**TASK TO CARRY OUT:**
Please pick out each line in the entries below that contains the string "running", and copy those lines. Case counts.

* begin DATA SUPPLIED *

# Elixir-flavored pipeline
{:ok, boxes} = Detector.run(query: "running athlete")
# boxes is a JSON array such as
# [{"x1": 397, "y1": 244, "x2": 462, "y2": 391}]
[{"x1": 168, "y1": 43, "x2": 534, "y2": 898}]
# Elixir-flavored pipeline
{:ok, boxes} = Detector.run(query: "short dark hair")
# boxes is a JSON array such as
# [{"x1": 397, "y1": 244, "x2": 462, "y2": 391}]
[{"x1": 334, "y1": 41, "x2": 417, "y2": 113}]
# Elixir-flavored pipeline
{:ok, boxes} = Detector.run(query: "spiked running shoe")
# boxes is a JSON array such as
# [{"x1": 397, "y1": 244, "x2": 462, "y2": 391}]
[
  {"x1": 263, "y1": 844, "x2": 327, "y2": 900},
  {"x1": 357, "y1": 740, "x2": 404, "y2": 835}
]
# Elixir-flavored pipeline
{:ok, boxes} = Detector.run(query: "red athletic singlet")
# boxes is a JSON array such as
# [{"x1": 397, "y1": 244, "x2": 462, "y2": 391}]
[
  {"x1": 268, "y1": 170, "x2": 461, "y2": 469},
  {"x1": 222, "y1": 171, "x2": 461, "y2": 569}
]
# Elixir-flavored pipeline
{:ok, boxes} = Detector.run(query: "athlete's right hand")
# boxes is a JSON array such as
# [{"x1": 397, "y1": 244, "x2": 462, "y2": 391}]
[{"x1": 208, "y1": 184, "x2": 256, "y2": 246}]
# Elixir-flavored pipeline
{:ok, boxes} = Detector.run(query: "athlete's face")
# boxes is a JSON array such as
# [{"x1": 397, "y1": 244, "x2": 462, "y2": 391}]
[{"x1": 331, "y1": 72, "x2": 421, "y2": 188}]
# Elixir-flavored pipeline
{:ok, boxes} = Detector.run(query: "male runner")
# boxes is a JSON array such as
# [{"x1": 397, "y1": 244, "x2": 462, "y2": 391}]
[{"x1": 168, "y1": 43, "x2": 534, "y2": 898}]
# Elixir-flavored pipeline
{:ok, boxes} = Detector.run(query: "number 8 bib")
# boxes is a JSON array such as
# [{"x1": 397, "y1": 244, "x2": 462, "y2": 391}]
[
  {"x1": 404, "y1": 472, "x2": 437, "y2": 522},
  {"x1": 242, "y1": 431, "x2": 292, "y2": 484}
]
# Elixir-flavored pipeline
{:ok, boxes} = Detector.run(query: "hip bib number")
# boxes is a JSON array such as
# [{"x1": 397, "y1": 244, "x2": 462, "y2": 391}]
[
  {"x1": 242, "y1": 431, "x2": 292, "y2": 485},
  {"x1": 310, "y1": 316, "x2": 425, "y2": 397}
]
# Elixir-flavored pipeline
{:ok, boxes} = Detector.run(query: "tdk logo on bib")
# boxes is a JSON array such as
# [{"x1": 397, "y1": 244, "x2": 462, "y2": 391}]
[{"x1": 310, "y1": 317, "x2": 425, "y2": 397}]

* end DATA SUPPLIED *

**TASK ANSWER:**
{:ok, boxes} = Detector.run(query: "running athlete")
{:ok, boxes} = Detector.run(query: "spiked running shoe")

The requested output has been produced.